▶ [Provided material]
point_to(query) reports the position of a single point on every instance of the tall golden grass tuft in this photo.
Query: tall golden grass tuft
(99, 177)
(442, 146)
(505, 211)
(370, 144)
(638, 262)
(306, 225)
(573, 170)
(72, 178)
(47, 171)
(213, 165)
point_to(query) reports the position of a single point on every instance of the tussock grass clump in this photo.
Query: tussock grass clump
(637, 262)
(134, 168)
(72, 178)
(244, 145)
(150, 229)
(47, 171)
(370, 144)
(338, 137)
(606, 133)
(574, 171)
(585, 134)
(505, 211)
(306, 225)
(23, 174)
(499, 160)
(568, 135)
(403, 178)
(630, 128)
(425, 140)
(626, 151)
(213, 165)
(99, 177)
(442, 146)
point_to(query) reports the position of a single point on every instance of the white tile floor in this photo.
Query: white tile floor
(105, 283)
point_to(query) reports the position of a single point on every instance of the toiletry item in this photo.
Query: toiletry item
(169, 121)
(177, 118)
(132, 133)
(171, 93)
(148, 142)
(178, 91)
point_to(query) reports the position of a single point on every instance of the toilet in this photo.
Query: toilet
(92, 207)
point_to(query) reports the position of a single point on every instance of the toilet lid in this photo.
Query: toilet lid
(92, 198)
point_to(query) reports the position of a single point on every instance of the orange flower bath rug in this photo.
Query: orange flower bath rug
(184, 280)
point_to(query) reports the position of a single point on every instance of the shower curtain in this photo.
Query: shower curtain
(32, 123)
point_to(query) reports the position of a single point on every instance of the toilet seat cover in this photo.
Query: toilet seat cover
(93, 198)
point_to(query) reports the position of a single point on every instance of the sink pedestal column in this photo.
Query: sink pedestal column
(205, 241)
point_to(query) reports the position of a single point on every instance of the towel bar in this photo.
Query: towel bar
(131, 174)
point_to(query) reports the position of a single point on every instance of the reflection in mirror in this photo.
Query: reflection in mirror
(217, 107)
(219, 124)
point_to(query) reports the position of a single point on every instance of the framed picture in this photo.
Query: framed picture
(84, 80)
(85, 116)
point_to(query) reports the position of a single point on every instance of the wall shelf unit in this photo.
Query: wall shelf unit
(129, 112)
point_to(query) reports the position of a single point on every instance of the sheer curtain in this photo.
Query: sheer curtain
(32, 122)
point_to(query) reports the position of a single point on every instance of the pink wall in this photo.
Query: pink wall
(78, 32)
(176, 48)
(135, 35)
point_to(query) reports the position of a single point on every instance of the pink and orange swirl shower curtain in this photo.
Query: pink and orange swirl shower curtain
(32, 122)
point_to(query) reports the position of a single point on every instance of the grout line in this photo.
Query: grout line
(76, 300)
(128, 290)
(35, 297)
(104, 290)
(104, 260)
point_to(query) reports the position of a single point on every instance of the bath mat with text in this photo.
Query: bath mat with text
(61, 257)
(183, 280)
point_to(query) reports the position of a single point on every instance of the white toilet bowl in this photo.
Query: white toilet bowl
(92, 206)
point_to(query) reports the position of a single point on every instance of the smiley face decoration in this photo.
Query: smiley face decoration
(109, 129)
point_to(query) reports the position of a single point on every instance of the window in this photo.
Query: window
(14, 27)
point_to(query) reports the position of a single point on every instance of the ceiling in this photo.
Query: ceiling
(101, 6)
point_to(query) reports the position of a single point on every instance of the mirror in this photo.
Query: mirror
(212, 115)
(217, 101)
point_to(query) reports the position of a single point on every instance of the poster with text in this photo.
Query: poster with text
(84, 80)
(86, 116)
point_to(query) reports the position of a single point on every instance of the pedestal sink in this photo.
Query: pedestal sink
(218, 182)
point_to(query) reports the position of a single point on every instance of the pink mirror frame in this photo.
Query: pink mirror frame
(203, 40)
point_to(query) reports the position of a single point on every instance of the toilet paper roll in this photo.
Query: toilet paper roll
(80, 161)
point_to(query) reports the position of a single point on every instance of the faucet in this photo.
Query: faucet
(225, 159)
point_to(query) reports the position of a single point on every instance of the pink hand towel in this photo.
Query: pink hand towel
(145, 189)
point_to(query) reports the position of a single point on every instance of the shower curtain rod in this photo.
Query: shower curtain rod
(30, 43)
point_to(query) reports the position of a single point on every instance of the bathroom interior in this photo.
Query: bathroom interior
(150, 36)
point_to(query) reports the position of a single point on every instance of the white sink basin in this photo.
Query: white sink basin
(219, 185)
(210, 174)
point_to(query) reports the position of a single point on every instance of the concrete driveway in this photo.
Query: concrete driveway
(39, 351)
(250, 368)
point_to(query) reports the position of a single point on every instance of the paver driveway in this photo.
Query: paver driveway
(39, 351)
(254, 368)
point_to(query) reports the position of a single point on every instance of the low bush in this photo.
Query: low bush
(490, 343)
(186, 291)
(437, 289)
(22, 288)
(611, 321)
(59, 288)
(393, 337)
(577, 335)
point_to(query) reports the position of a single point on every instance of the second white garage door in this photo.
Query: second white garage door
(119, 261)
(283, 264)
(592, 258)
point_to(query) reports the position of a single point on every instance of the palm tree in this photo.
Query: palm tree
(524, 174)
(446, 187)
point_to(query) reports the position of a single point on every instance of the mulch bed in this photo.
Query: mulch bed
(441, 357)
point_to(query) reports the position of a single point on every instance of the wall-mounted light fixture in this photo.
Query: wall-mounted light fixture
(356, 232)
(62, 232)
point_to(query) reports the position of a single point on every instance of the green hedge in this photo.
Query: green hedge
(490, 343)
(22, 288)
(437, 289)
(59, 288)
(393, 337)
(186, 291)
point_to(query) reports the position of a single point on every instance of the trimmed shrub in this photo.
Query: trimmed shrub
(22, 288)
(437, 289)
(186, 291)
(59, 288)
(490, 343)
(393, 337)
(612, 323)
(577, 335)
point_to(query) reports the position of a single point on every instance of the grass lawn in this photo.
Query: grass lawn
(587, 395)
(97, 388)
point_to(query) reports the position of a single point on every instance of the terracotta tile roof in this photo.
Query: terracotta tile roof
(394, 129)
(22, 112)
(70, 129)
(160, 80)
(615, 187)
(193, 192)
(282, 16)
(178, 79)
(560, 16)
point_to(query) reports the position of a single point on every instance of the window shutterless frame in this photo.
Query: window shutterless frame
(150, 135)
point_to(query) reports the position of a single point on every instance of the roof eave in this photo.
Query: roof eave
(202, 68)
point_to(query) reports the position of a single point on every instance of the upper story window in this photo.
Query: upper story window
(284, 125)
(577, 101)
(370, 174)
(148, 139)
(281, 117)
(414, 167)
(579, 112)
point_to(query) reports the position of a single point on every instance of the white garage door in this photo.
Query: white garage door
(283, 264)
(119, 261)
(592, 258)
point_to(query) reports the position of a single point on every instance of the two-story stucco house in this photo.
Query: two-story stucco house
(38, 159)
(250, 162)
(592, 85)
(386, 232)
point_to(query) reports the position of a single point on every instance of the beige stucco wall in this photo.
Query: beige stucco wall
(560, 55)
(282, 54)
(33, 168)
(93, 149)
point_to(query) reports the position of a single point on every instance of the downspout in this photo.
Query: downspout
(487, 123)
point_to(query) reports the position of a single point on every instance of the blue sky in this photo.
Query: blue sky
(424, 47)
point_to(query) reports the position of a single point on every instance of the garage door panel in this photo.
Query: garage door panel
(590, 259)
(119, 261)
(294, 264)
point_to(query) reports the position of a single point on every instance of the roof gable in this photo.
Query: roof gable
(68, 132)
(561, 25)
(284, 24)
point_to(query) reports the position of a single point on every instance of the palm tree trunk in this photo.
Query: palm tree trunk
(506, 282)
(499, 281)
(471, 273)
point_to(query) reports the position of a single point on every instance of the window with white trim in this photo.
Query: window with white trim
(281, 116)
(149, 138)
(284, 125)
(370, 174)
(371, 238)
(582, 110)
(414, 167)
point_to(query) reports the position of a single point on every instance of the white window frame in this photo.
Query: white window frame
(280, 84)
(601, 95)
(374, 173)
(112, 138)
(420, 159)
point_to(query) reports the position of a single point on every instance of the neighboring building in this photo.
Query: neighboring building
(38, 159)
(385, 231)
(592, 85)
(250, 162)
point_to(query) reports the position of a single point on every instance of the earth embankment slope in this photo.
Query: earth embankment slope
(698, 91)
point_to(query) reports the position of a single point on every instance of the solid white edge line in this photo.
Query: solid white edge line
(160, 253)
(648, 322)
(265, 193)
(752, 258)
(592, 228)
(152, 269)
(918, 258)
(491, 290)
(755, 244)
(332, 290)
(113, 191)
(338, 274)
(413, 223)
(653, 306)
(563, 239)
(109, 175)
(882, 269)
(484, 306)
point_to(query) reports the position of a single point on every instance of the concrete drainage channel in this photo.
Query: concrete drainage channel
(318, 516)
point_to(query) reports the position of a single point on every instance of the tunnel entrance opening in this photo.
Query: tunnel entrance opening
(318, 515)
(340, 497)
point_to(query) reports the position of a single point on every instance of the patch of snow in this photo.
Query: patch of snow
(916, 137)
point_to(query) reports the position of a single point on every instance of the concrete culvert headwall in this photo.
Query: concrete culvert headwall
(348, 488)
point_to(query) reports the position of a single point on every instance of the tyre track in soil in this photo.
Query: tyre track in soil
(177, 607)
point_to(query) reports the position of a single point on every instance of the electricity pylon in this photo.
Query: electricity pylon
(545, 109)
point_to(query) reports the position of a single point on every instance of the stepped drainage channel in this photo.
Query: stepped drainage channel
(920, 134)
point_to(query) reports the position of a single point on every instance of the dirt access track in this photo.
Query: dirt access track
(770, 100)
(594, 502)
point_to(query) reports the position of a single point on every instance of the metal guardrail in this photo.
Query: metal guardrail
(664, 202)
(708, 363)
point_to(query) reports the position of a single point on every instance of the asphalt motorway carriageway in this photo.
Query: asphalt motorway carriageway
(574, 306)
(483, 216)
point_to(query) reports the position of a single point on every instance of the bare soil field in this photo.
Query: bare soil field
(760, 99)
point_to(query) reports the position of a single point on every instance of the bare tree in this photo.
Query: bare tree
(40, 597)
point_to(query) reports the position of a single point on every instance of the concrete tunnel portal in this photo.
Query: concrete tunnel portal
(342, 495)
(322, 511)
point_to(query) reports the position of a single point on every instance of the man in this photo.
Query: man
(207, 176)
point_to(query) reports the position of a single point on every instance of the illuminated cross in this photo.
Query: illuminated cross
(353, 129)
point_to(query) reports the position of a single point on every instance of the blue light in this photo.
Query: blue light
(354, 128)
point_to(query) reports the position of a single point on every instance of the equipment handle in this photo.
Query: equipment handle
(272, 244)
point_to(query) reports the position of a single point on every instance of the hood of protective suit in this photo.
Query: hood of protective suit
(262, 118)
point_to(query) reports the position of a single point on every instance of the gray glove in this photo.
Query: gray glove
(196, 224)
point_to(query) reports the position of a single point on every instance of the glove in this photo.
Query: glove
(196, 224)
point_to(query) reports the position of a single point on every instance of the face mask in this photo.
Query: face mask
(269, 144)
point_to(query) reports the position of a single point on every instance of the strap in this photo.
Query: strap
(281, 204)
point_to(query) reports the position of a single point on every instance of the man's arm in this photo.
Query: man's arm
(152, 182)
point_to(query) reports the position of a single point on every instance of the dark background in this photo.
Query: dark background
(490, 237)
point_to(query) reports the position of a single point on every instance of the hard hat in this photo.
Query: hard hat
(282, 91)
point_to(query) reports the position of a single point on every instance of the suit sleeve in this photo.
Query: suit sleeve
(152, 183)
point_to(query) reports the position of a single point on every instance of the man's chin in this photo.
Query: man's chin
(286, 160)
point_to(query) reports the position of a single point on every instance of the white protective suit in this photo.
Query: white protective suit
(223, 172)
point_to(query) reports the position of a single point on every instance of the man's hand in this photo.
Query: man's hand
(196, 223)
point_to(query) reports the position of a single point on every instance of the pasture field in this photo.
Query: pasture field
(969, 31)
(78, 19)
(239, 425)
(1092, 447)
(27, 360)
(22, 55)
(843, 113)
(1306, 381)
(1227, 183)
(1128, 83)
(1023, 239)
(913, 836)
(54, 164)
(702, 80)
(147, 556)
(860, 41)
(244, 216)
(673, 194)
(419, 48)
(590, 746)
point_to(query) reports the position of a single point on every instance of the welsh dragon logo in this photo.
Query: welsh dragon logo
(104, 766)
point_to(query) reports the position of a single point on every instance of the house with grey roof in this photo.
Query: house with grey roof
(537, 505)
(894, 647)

▶ [Task directions] Begin with the line that contains "hand in this photo." and set down each line exactly until the records above end, including the final line.

▶ [Exercise response]
point_to(query) reports the position of a single point on every instance of the man's hand in this photo.
Query: man's hand
(196, 223)
point_to(query) reports the position of a single point on every instance of the pasture field in this photo.
Query: pasture field
(969, 31)
(78, 19)
(239, 425)
(1092, 447)
(27, 360)
(22, 55)
(843, 113)
(1306, 381)
(1227, 183)
(1128, 83)
(1023, 239)
(913, 836)
(54, 164)
(702, 80)
(147, 556)
(860, 41)
(244, 216)
(673, 194)
(419, 48)
(590, 746)
point_to(query) reports the position of a single point on every instance of the welsh dragon logo in this photo.
Query: welsh dragon logo
(104, 766)
point_to(query) reports the position of a single point on every instance of the house with grey roof in this photo.
Query: house with grey roof
(537, 505)
(894, 647)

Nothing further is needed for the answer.